> [Excerpted text]:

  1. Incorporate in Delaware: If you’re expecting to raise money from venture capital firms or major investors, a Delaware C-Corp Structure is almost always a condition of funding. If you don’t expect to raise money for a long time, there may be other tax-advantageous structures (such as a partnership or LLC). However, be aware: conversion from an LLC/Partnership is more complex than you’d think and can trigger tax for the founders if executed incorrectly.
  2. Get your R&D Payroll Tax Credit: For tech startups (software, hardware, biomedical, SaaS), the R&D Payroll Tax Credit is the closest thing to “free money” that a company will ever get from the government. Startups with less than 5 years of revenue (or no sales at all!) can earn up to 10% of their R&D spend back in payroll tax credits. R&D spend includes wages to engineers, payments to U.S. contractors and cloud computing (AWS) costs used towards R&D. This payroll benefit (up to a max of $250k/yr) is eligible for startups for a max of 5 years and only eligible on originally filed tax returns (you can’t amend to get this payroll benefit retroactively), so don’t miss out! The credit can extend your runway by dropping your total payroll costs by 6+% each pay period until the credit is used up. With the help of neo.tax, you can file for your R&D Payroll Tax Credit in just 15 minutes.
  3. Get Compliant with Payroll Taxes: Big problems can pop up if founders draw funds as “loans” and neglect setting up and paying payroll taxes. Getting compliant doesn’t need to be a painful process; automated services like Gusto make this a breeze.

> [Listed entries]:
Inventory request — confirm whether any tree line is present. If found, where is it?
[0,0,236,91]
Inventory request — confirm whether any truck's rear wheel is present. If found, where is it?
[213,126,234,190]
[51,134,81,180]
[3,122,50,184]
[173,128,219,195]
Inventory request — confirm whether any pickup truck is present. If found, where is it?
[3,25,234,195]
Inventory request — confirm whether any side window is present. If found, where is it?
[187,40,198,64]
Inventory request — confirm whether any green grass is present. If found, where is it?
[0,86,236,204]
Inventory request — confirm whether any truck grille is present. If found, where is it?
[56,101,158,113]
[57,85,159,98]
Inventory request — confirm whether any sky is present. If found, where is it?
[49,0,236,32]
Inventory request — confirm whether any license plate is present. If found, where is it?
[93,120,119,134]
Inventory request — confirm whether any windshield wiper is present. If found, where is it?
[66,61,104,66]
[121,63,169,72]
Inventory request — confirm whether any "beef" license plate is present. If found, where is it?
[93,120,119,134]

> [Exercise 1]: Decide whether each statement agrees with the startup tax tips above, answering yes or no and quoting the words of the text that decide it: (a) The R&D Payroll Tax Credit can be claimed by amending a return filed earlier. (b) Cloud computing costs used toward R&D count as R&D spend. (c) Converting from an LLC can trigger tax for the founders if it is done incorrectly.
> [Exercise 2]: Please write out the part of the startup tax tips starting with "3. Get Compliant" and going on through "this a breeze.", word for word.

> [Exercise solution 1]:
(a) No: "you can’t amend to get this payroll benefit retroactively"
(b) Yes: "R&D spend includes wages to engineers, payments to U.S. contractors and cloud computing (AWS) costs used towards R&D"
(c) Yes: "conversion from an LLC/Partnership is more complex than you’d think and can trigger tax for the founders if executed incorrectly"

> [Exercise solution 2]:
3. Get Compliant with Payroll Taxes: Big problems can pop up if founders draw funds as “loans” and neglect setting up and paying payroll taxes. Getting compliant doesn’t need to be a painful process; automated services like Gusto make this a breeze.